WHAT IS BEING ASKED:
Begin with the line that has "of the club". Give it and every line after it again, exactly, through the end of the entries below.

(Point-per-instance localization data)
···

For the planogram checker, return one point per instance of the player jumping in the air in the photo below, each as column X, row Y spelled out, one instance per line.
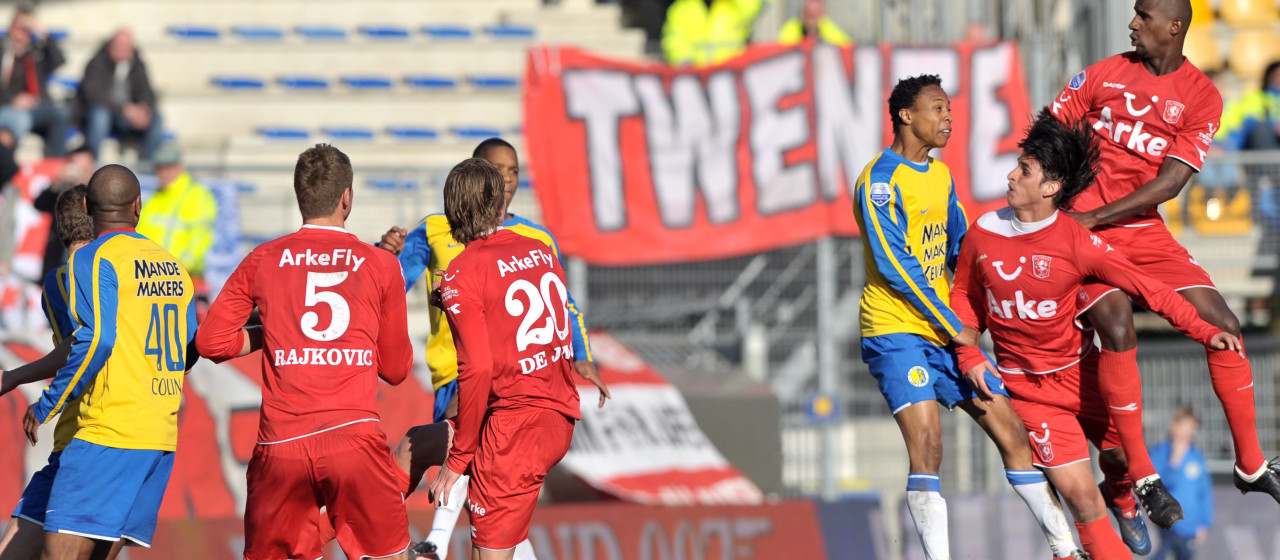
column 1155, row 114
column 912, row 223
column 507, row 304
column 333, row 322
column 1018, row 276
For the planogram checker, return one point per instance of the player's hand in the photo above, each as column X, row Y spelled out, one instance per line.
column 968, row 336
column 31, row 425
column 393, row 239
column 443, row 485
column 1086, row 219
column 585, row 368
column 1226, row 342
column 977, row 377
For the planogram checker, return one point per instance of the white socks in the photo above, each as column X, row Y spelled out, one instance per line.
column 929, row 513
column 1034, row 490
column 447, row 518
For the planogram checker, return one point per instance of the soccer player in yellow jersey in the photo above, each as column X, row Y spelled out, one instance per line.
column 429, row 248
column 912, row 224
column 131, row 302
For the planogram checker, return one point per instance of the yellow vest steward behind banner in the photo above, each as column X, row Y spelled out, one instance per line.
column 132, row 306
column 912, row 224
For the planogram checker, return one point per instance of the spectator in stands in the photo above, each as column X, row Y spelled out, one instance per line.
column 80, row 168
column 28, row 55
column 704, row 32
column 1183, row 468
column 179, row 216
column 115, row 96
column 1253, row 122
column 813, row 22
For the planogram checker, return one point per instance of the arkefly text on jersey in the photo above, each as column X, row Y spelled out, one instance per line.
column 338, row 257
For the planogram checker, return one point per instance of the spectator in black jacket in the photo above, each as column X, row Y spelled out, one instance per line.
column 115, row 96
column 27, row 58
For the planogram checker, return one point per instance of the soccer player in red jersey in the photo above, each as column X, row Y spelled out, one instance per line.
column 1018, row 276
column 333, row 322
column 1156, row 114
column 506, row 302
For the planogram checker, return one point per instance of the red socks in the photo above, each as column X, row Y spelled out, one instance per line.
column 1233, row 384
column 1101, row 541
column 1121, row 391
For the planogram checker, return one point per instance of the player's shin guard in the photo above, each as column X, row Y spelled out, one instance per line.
column 929, row 513
column 1119, row 489
column 524, row 551
column 1101, row 541
column 1121, row 391
column 1233, row 384
column 447, row 517
column 1033, row 489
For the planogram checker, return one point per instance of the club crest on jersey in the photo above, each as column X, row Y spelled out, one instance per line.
column 918, row 376
column 1077, row 81
column 1173, row 111
column 881, row 193
column 1040, row 266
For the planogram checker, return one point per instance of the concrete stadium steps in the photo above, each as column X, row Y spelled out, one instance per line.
column 220, row 114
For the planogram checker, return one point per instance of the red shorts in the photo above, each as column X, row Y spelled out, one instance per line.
column 517, row 448
column 1063, row 413
column 348, row 471
column 1156, row 252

···

OUTPUT:
For the planogram checker, return one point per instance of the club crest on jersey in the photo above, each as column X, row Y spelled out, one instance per line.
column 918, row 376
column 1077, row 81
column 1173, row 111
column 881, row 193
column 1040, row 266
For the planogram checker, return one point per instance of the concrete stadium steps in the photo above, each as column X, row Y spelled out, one instance per line.
column 220, row 114
For the planogram checker, return one point per instance of the red shorts in the photo above, each as column X, row Y spelled out, one instance per line.
column 517, row 448
column 1063, row 413
column 348, row 471
column 1156, row 252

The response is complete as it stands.